*Record set:*
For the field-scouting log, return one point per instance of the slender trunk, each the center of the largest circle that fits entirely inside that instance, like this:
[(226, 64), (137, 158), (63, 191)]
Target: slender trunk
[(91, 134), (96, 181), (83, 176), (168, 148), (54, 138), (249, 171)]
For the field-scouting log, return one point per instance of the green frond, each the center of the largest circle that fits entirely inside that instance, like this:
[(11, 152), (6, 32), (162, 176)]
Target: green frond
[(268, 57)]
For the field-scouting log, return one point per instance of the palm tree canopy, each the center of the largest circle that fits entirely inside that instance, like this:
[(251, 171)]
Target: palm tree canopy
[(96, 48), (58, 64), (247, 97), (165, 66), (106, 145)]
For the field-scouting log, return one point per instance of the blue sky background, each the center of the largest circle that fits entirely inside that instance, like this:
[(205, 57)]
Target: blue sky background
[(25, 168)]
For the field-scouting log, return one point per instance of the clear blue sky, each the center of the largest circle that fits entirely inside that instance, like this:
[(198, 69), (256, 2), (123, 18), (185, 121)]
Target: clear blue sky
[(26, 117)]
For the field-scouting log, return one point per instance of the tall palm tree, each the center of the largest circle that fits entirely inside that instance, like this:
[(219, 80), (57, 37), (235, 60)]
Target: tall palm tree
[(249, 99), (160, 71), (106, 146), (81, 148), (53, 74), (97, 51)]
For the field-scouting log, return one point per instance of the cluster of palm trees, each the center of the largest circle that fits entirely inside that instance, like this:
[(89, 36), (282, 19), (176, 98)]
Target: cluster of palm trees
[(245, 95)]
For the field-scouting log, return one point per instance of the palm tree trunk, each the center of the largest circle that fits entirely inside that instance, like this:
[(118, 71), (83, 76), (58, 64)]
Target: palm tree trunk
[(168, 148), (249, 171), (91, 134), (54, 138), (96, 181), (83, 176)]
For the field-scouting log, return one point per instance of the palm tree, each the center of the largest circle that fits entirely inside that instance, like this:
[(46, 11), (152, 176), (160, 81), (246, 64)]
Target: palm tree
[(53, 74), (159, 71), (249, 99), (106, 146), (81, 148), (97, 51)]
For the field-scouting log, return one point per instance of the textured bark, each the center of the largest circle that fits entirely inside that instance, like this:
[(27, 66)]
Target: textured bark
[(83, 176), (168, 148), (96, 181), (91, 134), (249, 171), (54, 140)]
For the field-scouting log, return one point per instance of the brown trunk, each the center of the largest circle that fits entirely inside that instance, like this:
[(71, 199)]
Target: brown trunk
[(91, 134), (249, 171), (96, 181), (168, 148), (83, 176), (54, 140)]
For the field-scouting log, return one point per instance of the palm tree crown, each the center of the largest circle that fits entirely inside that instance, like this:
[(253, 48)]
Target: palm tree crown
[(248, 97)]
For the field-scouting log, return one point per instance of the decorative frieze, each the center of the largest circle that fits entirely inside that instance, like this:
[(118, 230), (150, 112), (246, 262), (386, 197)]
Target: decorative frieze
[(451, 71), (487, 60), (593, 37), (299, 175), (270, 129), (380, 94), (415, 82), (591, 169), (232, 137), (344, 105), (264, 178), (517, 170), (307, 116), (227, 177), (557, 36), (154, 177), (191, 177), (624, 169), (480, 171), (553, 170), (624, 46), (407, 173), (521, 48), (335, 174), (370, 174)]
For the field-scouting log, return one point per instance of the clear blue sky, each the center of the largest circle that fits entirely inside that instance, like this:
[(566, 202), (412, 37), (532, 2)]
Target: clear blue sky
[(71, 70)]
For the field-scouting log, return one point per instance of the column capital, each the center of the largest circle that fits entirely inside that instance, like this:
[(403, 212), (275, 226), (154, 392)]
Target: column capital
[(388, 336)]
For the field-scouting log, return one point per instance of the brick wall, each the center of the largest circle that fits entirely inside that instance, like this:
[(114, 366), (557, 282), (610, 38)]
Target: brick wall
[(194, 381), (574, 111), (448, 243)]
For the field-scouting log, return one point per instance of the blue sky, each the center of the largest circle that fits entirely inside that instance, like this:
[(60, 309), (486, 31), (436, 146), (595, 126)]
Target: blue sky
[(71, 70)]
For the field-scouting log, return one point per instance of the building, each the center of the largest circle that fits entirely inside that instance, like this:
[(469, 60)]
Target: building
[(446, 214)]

*Problem requirements:*
Retype all of the lines shown above, keeping each one exact.

*Response to the exercise:*
For the field-scouting log, return one point per instance of the slender trunk, each the center of the largest circle that fits entirely inside that instance, like this:
[(226, 64), (137, 158), (63, 191)]
Target: slender trunk
[(91, 134), (96, 181), (83, 176), (168, 148), (54, 138), (249, 171)]
For the field-scouting log, return one point per instance of the green frond, each the center of the largest circle that fits entirely inside that instance, like this:
[(11, 152), (6, 32), (162, 176)]
Target: green frond
[(268, 57)]
For the field-scouting log, return one point per instance of the palm tree canopy, each the center of the largest circle that fits entirely inside that instance, like this:
[(251, 171)]
Target: palm tree canopy
[(96, 48), (58, 64), (247, 97), (165, 66), (106, 145)]
For the field-scouting log, return one point per instance of the blue sky background, each the center of the largest circle that fits entirely inside that instance, like this:
[(205, 57)]
Target: blue sky background
[(25, 168)]
For the field-scouting log, return one point per instance of the clear blue sky, each the center of the largest circle that fits entirely inside that instance, like this:
[(198, 69), (256, 2), (123, 18), (185, 121)]
Target: clear blue sky
[(26, 117)]
For the field-scouting log, return one point per instance of the tall palm tree, each the center of the largest circle that fits entirely inside that instance, like this:
[(219, 80), (57, 37), (235, 60)]
Target: tall palm tree
[(249, 99), (160, 71), (106, 146), (81, 148), (53, 74), (97, 51)]
For the field-scouting log, return one point per instance of the cluster of palm trees, each the center of the largest circle that fits entirely inside that instance, like this:
[(89, 36), (282, 19), (176, 98)]
Target: cluster of palm trees
[(245, 95)]
For the field-scouting log, return one point per instance of the palm tree trunk, each the center of the largest circle that fits entirely inside that instance, like this:
[(118, 71), (83, 76), (58, 64)]
Target: palm tree trunk
[(168, 148), (249, 171), (91, 134), (54, 138), (96, 181), (83, 176)]
For the field-scouting log, return one point per instance of the palm tree, each the center of the largest circle that fits entirely inside that instance, like this:
[(46, 11), (152, 176), (160, 81), (246, 64)]
Target: palm tree
[(53, 74), (159, 71), (249, 99), (106, 146), (81, 148), (97, 51)]
For the field-scouting log, return one point per instance of the textured bark, each the center of the largest circle that fits entirely inside that instance, like this:
[(27, 66)]
Target: textured bark
[(83, 176), (168, 148), (96, 181), (91, 134), (249, 171), (54, 140)]
For the field-scouting log, return one point per instance of the brown trunk, each the center of the largest circle that fits entirely inside that instance, like this:
[(71, 199)]
Target: brown trunk
[(91, 134), (249, 171), (96, 181), (168, 148), (83, 176), (54, 140)]
For the field-scouting log, return one point per instance of the palm tree crown, each the center of the largest circle that fits entirely inside that instance, like this:
[(253, 48)]
Target: palm tree crown
[(248, 97)]
For the field-scouting log, return one point per instance of the decorative frieze, each the center of the largest circle that fits entirely inside that instance, like this:
[(118, 230), (150, 112), (246, 262), (386, 197)]
Target: decorative frieze
[(451, 71), (487, 60), (593, 37), (299, 175), (270, 129), (380, 94), (415, 82), (591, 169), (232, 137), (344, 105), (264, 178), (517, 170), (307, 116), (227, 177), (557, 36), (154, 177), (191, 177), (624, 169), (480, 171), (553, 170), (624, 46), (407, 173), (521, 48), (335, 174), (370, 174)]
For the field-scouting log, return one point per instance of the clear blue sky, each the center of the largest circle that fits entirely inside that instance, like this:
[(566, 202), (412, 37), (532, 2)]
Target: clear blue sky
[(71, 70)]
For the field-scouting log, return one point per instance of the column capital, each the center of the largest circle that fits entirely inside that instance, like this:
[(403, 212), (275, 226), (154, 392)]
Target: column capital
[(388, 336)]
For the field-scouting log, return one point per instance of the brick wall, each the center of the largest circle that fits entirely inside that instance, like this:
[(114, 366), (557, 282), (610, 38)]
Target: brick wall
[(194, 381), (574, 111), (448, 243)]
For the field-scouting log, return one point per instance of the blue sky, each the center of the largest circle that fits entirely inside that instance, like this:
[(60, 309), (486, 31), (436, 146), (595, 126)]
Target: blue sky
[(71, 70)]
For the field-scouting log, return one point per instance of the building, each the center of the largest circle that fits entirely inside that instance, like this:
[(469, 60)]
Target: building
[(446, 214)]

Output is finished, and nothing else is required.